── MATERIALS PROVIDED

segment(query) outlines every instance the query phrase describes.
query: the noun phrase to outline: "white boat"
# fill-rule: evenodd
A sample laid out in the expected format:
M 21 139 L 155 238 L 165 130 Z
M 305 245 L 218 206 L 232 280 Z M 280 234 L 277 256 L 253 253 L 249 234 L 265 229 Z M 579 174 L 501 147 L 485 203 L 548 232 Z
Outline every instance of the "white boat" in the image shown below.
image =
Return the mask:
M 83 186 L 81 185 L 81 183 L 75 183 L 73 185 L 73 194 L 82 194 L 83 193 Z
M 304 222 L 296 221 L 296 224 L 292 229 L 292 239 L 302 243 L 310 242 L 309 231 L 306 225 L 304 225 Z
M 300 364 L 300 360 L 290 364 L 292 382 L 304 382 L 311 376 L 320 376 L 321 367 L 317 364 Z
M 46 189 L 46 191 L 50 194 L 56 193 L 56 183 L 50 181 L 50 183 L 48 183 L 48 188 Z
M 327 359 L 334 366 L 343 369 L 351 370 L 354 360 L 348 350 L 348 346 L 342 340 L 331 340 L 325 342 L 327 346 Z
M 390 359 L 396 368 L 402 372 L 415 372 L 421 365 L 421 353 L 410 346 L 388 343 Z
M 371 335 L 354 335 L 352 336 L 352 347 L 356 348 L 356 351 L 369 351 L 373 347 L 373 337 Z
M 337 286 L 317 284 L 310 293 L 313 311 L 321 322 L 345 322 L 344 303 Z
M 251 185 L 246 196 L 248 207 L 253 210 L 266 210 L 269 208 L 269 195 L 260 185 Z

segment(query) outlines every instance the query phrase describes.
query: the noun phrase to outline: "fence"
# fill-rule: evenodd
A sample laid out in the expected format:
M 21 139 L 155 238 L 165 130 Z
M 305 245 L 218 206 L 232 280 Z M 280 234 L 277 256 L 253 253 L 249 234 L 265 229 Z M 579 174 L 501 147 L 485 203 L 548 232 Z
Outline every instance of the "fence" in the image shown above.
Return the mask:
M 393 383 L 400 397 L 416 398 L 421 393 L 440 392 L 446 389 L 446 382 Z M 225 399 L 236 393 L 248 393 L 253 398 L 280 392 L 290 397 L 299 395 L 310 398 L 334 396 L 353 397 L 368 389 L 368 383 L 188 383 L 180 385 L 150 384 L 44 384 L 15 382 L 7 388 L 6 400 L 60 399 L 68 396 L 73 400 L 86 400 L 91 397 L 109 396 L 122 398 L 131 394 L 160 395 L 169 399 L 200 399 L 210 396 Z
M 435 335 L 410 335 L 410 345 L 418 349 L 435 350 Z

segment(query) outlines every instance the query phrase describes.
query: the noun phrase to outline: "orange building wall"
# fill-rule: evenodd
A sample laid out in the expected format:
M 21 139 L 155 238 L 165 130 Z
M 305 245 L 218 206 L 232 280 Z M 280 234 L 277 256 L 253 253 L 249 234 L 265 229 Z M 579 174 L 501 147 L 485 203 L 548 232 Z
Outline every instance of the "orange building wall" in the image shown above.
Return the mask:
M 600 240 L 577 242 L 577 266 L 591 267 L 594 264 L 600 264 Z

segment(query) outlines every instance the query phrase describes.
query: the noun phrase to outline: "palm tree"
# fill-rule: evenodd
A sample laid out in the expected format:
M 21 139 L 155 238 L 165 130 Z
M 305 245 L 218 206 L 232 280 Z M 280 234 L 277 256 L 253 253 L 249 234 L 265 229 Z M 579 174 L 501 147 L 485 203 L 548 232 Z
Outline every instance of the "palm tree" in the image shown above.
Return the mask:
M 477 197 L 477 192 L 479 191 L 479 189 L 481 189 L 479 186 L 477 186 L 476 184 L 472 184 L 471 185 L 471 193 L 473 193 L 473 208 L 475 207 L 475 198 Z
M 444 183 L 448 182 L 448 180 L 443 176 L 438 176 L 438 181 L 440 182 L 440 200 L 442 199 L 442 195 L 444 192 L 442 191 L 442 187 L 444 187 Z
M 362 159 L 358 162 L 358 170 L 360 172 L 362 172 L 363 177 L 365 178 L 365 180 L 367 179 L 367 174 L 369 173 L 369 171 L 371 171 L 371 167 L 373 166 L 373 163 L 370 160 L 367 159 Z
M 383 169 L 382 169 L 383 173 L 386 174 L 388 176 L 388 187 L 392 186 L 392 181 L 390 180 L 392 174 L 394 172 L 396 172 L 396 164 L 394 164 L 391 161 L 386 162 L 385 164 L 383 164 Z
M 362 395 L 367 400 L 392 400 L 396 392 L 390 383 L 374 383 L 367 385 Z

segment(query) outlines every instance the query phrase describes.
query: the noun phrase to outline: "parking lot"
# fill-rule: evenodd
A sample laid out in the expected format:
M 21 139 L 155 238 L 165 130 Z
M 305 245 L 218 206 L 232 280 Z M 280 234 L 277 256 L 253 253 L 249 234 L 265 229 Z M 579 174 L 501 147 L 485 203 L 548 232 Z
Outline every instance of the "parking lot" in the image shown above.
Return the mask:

────

* **WRITTEN INSTRUCTION**: Revise the data starting at its first line and ending at the line that contains "M 371 335 L", changing "white boat" to "sailboat" everywhere in that span. Keep everything else the same, and return only those lines.

* **EXERCISE SOLUTION**:
segment(query) outlines every instance the query phrase describes.
query: the noun phrase to outline: "sailboat"
# fill-rule: evenodd
A sample laid out in the expected format:
M 21 139 L 155 238 L 165 130 Z
M 305 245 L 218 206 L 232 280 Z M 280 234 L 277 256 L 253 253 L 249 234 L 265 229 Z M 579 174 L 501 147 L 485 203 L 548 232 Z
Outline every instance of the "sailboat" in the image shown below.
image =
Return the mask:
M 83 186 L 81 185 L 81 183 L 75 183 L 73 185 L 73 194 L 82 194 L 83 193 Z
M 304 222 L 296 221 L 296 224 L 292 229 L 292 239 L 302 243 L 310 242 L 309 231 L 306 225 L 304 225 Z
M 300 364 L 300 360 L 290 364 L 292 382 L 304 382 L 311 376 L 320 376 L 321 367 L 317 364 Z
M 46 189 L 46 191 L 50 194 L 56 193 L 56 183 L 50 181 L 50 183 L 48 183 L 48 188 Z
M 327 359 L 334 366 L 343 369 L 351 370 L 354 360 L 348 350 L 348 346 L 342 340 L 331 340 L 325 342 L 327 346 Z
M 390 359 L 396 368 L 402 372 L 415 372 L 421 365 L 421 353 L 410 346 L 388 343 Z
M 371 335 L 354 335 L 352 336 L 352 347 L 356 348 L 356 351 L 369 351 L 373 347 L 373 337 Z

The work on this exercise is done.